[[ Data provided, beginning ]]

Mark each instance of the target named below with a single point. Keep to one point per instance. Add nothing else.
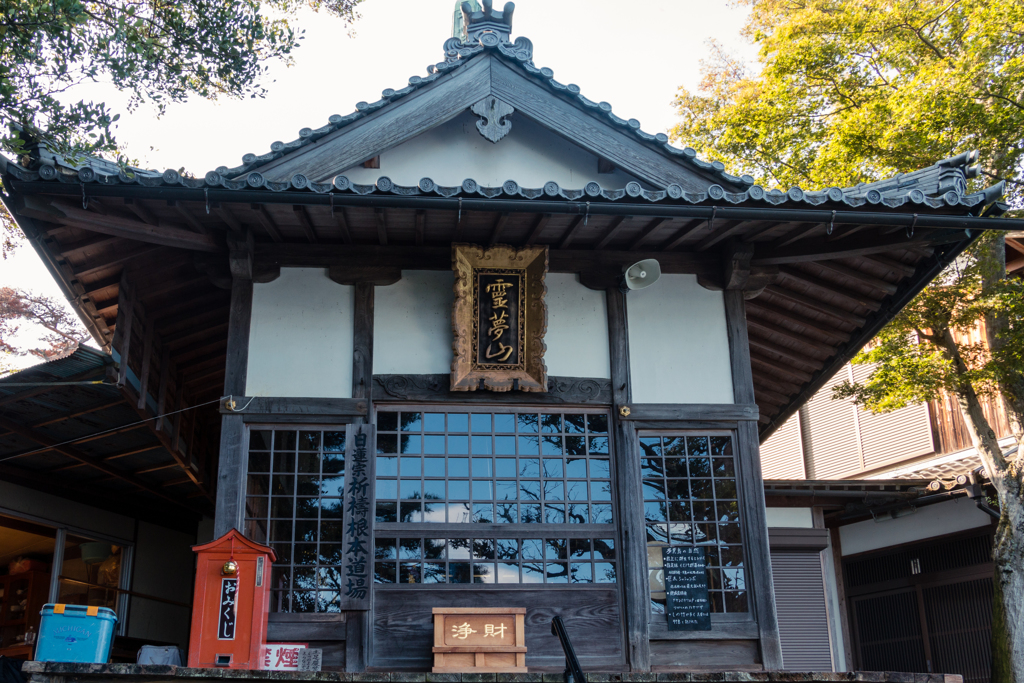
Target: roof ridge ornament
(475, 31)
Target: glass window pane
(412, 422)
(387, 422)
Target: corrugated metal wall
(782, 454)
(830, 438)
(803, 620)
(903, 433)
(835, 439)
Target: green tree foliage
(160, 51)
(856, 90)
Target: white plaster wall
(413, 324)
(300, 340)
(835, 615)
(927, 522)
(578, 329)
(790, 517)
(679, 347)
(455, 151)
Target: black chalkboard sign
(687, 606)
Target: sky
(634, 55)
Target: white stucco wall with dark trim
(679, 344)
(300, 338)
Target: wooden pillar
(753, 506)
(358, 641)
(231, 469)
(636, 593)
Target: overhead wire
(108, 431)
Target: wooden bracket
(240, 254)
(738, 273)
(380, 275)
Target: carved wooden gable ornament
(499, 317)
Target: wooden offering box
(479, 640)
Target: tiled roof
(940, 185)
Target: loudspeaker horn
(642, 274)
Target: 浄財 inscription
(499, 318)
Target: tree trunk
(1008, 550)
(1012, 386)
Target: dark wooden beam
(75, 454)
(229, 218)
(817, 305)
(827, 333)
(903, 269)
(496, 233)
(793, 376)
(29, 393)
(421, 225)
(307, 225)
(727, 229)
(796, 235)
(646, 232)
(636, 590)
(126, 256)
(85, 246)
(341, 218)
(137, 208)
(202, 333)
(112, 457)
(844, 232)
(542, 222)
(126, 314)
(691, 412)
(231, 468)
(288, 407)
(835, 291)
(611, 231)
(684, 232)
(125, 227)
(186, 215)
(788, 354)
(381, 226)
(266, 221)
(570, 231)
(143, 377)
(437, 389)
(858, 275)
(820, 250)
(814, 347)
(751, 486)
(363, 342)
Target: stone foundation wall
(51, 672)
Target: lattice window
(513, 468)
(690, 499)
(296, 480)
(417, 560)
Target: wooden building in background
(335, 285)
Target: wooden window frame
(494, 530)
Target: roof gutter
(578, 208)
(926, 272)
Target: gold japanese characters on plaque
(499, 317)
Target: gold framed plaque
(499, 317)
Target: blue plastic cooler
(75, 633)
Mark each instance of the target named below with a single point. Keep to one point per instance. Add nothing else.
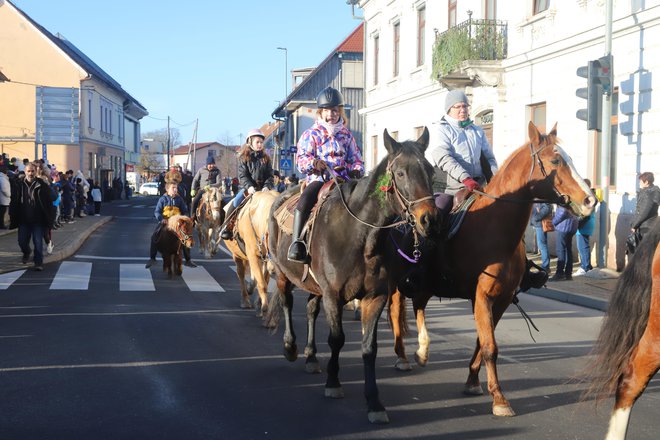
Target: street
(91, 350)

[[ Data provided, end ]]

Exercise objective -
Could you reproduce the records above exactly, leaving out the pictures?

Exercise response -
Mark each instance of the target named below with a single point. Keep to one point per instance. Add nothing else.
Target: roof ridge ornament
(475, 31)
Target: glass window pane
(412, 422)
(387, 422)
Target: corrugated metal wall
(782, 454)
(830, 438)
(803, 620)
(903, 433)
(835, 439)
Target: green tree foliage
(160, 51)
(856, 90)
Target: white plaster wall
(413, 324)
(300, 340)
(835, 615)
(927, 522)
(578, 329)
(790, 517)
(679, 347)
(455, 151)
Target: black chalkboard sign
(687, 606)
Target: sky
(634, 55)
Target: white stucco wall with dark trim
(679, 344)
(300, 338)
Target: wooden pillar
(753, 506)
(358, 641)
(231, 469)
(636, 593)
Target: overhead wire
(108, 431)
Target: wooden bracket
(240, 254)
(738, 273)
(380, 275)
Target: carved wooden gable ornament
(499, 317)
Target: wooden offering box
(479, 640)
Target: tiled roof
(940, 185)
Target: loudspeaker horn
(642, 274)
Target: 浄財 inscription
(499, 318)
Target: tree trunk
(1008, 550)
(1012, 386)
Target: dark wooden beam
(75, 454)
(229, 218)
(817, 305)
(827, 333)
(903, 269)
(496, 233)
(793, 376)
(29, 393)
(421, 225)
(307, 225)
(727, 229)
(796, 235)
(646, 232)
(636, 590)
(126, 256)
(85, 246)
(341, 218)
(137, 208)
(202, 333)
(112, 457)
(844, 232)
(542, 222)
(126, 314)
(691, 412)
(231, 468)
(288, 407)
(835, 291)
(611, 231)
(684, 232)
(125, 227)
(186, 215)
(788, 354)
(381, 226)
(266, 221)
(570, 231)
(143, 377)
(437, 389)
(858, 275)
(820, 250)
(814, 347)
(751, 486)
(363, 342)
Target: stone foundation wall
(51, 672)
Target: lattice window
(513, 468)
(690, 499)
(296, 480)
(417, 560)
Target: wooden building in background
(335, 285)
Target: wooden window frame
(494, 530)
Target: roof gutter
(578, 208)
(926, 272)
Target: gold japanese characters on plaque
(499, 317)
Target: gold framed plaque
(499, 317)
Target: blue plastic cooler
(75, 633)
Mark each instance of the target named below with a single point. Keep to one point per instance. Add nothing else.
Target: street
(91, 350)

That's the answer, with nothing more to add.